§ What you need to do
Pictures stay out. Everything else in the entries is copied exactly.

..........

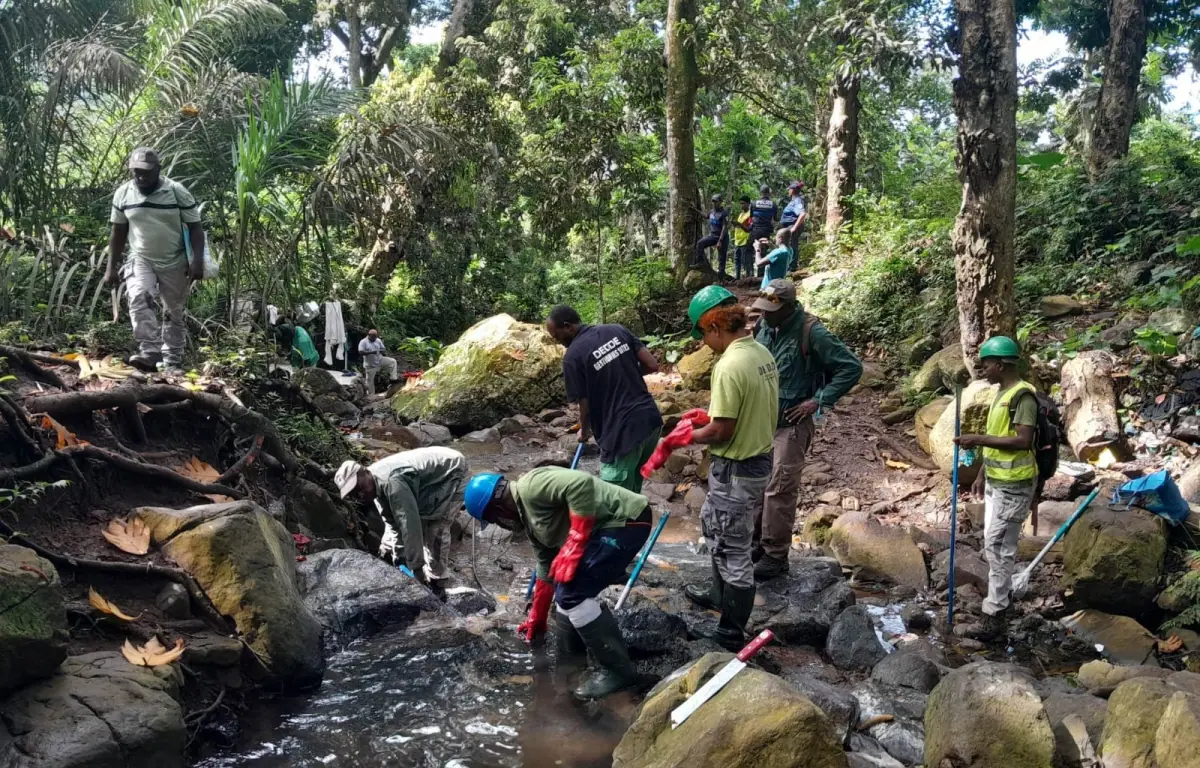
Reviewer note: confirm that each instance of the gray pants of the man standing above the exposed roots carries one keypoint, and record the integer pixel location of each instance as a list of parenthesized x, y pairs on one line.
[(143, 283)]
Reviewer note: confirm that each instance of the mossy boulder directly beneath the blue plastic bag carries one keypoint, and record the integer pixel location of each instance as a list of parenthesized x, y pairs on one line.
[(1113, 560)]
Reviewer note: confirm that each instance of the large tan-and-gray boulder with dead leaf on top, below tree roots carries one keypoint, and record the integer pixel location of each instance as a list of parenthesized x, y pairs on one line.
[(245, 562)]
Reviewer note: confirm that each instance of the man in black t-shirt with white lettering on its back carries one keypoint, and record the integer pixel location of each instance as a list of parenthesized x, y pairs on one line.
[(603, 369)]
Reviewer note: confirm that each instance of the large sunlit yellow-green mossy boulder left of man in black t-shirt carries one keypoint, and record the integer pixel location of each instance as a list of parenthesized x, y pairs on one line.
[(500, 368)]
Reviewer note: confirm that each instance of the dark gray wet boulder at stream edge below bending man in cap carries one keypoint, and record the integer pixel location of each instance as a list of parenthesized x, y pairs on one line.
[(353, 593)]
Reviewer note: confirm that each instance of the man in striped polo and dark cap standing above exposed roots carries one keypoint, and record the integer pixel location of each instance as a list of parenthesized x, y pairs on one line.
[(152, 214)]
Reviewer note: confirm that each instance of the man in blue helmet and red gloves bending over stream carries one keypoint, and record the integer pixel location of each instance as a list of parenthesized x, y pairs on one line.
[(585, 533)]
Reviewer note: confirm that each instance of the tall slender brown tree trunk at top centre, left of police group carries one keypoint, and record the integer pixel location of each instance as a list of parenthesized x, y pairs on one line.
[(683, 80)]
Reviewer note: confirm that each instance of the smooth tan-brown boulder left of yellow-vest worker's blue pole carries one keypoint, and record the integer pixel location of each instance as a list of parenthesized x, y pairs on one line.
[(878, 553)]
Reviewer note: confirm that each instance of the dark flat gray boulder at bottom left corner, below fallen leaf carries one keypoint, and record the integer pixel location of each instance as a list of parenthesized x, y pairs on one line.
[(99, 712)]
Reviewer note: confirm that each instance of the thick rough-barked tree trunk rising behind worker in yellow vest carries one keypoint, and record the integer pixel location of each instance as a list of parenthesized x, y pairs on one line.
[(986, 105)]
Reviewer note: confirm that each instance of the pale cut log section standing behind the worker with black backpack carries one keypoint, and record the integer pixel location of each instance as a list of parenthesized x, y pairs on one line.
[(1090, 405)]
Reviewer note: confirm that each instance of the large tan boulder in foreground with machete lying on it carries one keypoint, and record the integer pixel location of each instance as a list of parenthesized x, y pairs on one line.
[(757, 722)]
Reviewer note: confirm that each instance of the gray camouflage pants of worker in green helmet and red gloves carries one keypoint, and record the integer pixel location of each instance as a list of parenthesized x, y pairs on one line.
[(735, 501)]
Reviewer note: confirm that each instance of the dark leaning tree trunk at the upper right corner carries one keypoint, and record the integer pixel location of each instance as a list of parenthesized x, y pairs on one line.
[(1118, 105)]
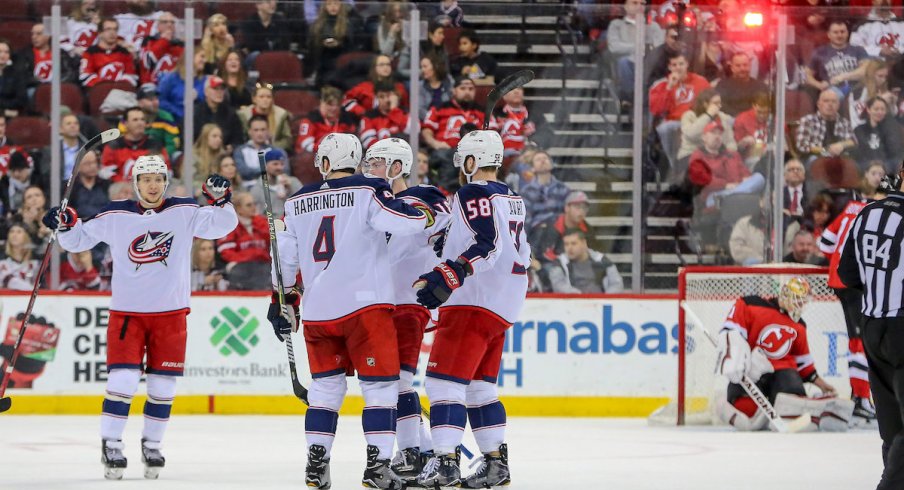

..........

§ Task answer
Reviewer note: confirm that each instance of the gray pants of the man standing above the exposed roots carries one keypoint, and record the integer pixel location of each instance as a list of parenthesized x, y pairs on one line.
[(143, 283)]
Reviewer note: confirm that each instance of the mossy boulder directly beneath the blue plastic bag carries one keypoint, and record the integer pixel location of each instance as a list of parenthesized x, y pairs on one line.
[(1113, 560)]
Reviewer note: confirm that each instance of the large tan-and-gray boulder with dead leaf on top, below tree roots carries one keypoint, and record the integer pixel location of each instance as a list of parenthesized x, y pairs on one line.
[(245, 562)]
Reviewer note: confirm that each instance of the man in black t-shirt with white lettering on its back carries one keypoint, and record the integer pixel location of each instance as a list of parenthesized x, y pairs on one line.
[(603, 369)]
Reviewer note: confirm that each instance of the large sunlit yellow-green mossy boulder left of man in black t-shirt carries one keypoint, and record the integer pixel location of each instance as a list of parenthesized x, y pairs on one line.
[(500, 368)]
Reviewer note: confirm that each instance of the dark gray wet boulder at stream edge below bending man in cap carries one keypoint, and record the integer pixel location of each instance as a list of parenthesized x, y pairs on one line.
[(353, 593)]
Reviewer note: confirm that each instance of the man in striped polo and dark cap standing above exposed roots carries one keypoint, and record the integer pixel location of each instance as a list of parenthesized x, y pairs on one line.
[(152, 214)]
Reviewer note: confirm that each instance of the man in blue helmet and red gloves bending over stream carries one keypoint, and record the integer pixel location of each instance as a list of parenthesized x, y pairs on one line.
[(585, 533)]
Reviewer note: confirm that each instance of the tall slender brown tree trunk at top centre, left of police group carries one keypoint, and record the integer pixel location of each instance as a list of parenthesized x, y pairs on one line.
[(683, 80)]
Reviewer note: confirm that each instance of the smooth tan-brown boulder left of yellow-vest worker's blue pole carries one keypoint, and record the integer pixel location of each instance as a list of parenthesized x, y pairs on one line.
[(878, 553)]
Reviewer note: confirm that each instance of the dark flat gray boulder at bottom left corner, below fallen leaf carries one keypoint, and record the integer pixel location of each instance as a list of parenthesized x, y pairs on one line.
[(99, 712)]
Reviewer note: confirm that each instance of the thick rough-barked tree trunk rising behind worker in yellow vest carries one keypoint, and record the integer pixel location of each instance as a list of parenthesized x, y pairs on one line.
[(986, 105)]
Reviewer note: confirm that each instance of the pale cut log section standing behind the worker with black backpack carries one keypoint, and record the integer pixel location of each instance as a list of parenthesized x, y pairs on one line.
[(1090, 405)]
Reviewer note: confirm that each instance of the large tan boulder in foreground with machete lying on it carries one keypoint, and record the integer pixel location of each instance as a list of parenthesized x, y pairs on one line.
[(757, 722)]
Reviewer note: confirm that each instance of the gray camouflage pants of worker in green helmet and red gloves carries one keypoint, and record the integer pixel location of each instance as a list of parenthesized x, y pairs on one line.
[(735, 501)]
Reviewer note: confirm that each instance of the dark leaning tree trunk at the upper right corner carries one keypoint, and record the integer pixel location of each instance as a list of parenthesized x, y pairs on one line.
[(1118, 105)]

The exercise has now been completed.